### Objetivo do exercício
Coloque todas as linhas dos registros abaixo em uma lista numerada e deixe de fora as linhas em branco.

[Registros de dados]
((

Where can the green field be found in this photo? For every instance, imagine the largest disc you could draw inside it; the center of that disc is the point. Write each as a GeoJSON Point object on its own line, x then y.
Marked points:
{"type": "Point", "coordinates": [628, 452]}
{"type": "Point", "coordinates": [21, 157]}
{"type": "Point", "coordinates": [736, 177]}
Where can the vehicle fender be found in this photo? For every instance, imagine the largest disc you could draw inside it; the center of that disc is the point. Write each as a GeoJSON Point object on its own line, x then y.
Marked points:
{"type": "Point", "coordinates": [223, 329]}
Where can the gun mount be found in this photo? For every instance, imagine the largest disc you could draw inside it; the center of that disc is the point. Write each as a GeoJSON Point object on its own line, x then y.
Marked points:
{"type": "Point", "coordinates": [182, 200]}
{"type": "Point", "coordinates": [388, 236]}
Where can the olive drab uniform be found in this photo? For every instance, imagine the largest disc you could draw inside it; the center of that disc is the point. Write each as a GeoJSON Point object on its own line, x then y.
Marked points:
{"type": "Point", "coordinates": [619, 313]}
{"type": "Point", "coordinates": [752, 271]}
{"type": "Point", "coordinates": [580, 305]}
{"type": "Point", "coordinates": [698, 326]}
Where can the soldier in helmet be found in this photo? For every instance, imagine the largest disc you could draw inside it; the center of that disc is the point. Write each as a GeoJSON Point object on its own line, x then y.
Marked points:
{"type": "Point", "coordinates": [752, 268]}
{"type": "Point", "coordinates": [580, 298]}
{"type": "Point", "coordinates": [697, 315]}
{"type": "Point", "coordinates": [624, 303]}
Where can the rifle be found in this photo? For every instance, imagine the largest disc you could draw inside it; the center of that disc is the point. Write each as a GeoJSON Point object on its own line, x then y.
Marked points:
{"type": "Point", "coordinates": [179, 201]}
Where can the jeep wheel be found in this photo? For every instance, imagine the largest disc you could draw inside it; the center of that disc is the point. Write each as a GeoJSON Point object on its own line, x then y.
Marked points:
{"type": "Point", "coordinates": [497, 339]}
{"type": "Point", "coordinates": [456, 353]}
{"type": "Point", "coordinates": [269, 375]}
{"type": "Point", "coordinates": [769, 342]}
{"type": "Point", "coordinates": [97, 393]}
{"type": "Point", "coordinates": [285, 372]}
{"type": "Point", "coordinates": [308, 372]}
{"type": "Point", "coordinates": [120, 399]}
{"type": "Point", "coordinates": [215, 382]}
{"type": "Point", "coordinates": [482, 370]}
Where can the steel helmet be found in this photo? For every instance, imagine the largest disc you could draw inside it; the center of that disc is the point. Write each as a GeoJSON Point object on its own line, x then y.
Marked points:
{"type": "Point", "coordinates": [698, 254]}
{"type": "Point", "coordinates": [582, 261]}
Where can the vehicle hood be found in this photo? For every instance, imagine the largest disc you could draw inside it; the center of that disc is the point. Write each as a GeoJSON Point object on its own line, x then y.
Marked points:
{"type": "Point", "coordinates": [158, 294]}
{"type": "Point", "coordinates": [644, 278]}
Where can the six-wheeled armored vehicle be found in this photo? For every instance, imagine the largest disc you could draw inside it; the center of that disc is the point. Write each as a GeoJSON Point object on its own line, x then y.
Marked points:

))

### Resultado da tarefa
1. Where can the green field be found in this photo? For every instance, imagine the largest disc you could draw inside it; the center of that disc is the point. Write each as a GeoJSON Point object on its own line, x then y.
2. Marked points:
3. {"type": "Point", "coordinates": [628, 452]}
4. {"type": "Point", "coordinates": [21, 157]}
5. {"type": "Point", "coordinates": [736, 177]}
6. Where can the vehicle fender be found in this photo? For every instance, imagine the largest disc you could draw inside it; the center of that disc is the point. Write each as a GeoJSON Point object on its own line, x then y.
7. Marked points:
8. {"type": "Point", "coordinates": [223, 329]}
9. Where can the gun mount be found in this photo? For every instance, imagine the largest disc you could draw inside it; the center of that disc is the point. Write each as a GeoJSON Point object on its own line, x then y.
10. Marked points:
11. {"type": "Point", "coordinates": [182, 200]}
12. {"type": "Point", "coordinates": [388, 236]}
13. Where can the olive drab uniform be found in this photo? For every instance, imagine the largest disc you could draw inside it; the center of that disc is the point. Write each as a GeoJSON Point object on its own line, x then y.
14. Marked points:
15. {"type": "Point", "coordinates": [619, 313]}
16. {"type": "Point", "coordinates": [752, 271]}
17. {"type": "Point", "coordinates": [580, 305]}
18. {"type": "Point", "coordinates": [698, 326]}
19. Where can the soldier in helmet be found in this photo? For every instance, imagine the largest disc you could draw inside it; the center of that disc is the point. Write each as a GeoJSON Point object on its own line, x then y.
20. Marked points:
21. {"type": "Point", "coordinates": [752, 268]}
22. {"type": "Point", "coordinates": [580, 298]}
23. {"type": "Point", "coordinates": [697, 315]}
24. {"type": "Point", "coordinates": [624, 303]}
25. Where can the rifle be found in this photo? For every instance, imagine the largest disc you could draw inside it; the center of that disc is the point. Write each as a GeoJSON Point object on its own line, x then y.
26. Marked points:
27. {"type": "Point", "coordinates": [179, 201]}
28. Where can the jeep wheel be found in this photo? For every instance, imagine the largest disc you could draw inside it; the center of that disc is the point. Write each as a GeoJSON Point object on its own line, x then y.
29. Marked points:
30. {"type": "Point", "coordinates": [497, 339]}
31. {"type": "Point", "coordinates": [456, 353]}
32. {"type": "Point", "coordinates": [269, 375]}
33. {"type": "Point", "coordinates": [769, 342]}
34. {"type": "Point", "coordinates": [97, 393]}
35. {"type": "Point", "coordinates": [285, 372]}
36. {"type": "Point", "coordinates": [308, 372]}
37. {"type": "Point", "coordinates": [120, 399]}
38. {"type": "Point", "coordinates": [215, 382]}
39. {"type": "Point", "coordinates": [482, 370]}
40. Where can the steel helmet be found in this photo? For every instance, imagine the largest disc you could draw inside it; the center of that disc is the point. Write each as a GeoJSON Point object on its own line, x then y.
41. Marked points:
42. {"type": "Point", "coordinates": [698, 254]}
43. {"type": "Point", "coordinates": [582, 261]}
44. Where can the vehicle hood be found in this photo? For every instance, imagine the largest disc you could draw inside it; the center of that disc is the point. Write each as a GeoJSON Point object on its own line, x then y.
45. Marked points:
46. {"type": "Point", "coordinates": [158, 294]}
47. {"type": "Point", "coordinates": [644, 278]}
48. Where can the six-wheeled armored vehicle be found in this photo? For every instance, imagine the largest disc you could draw inside it; the center of that disc is the point. Write each as a GeoJSON Point object on its own line, x then y.
49. Marked points:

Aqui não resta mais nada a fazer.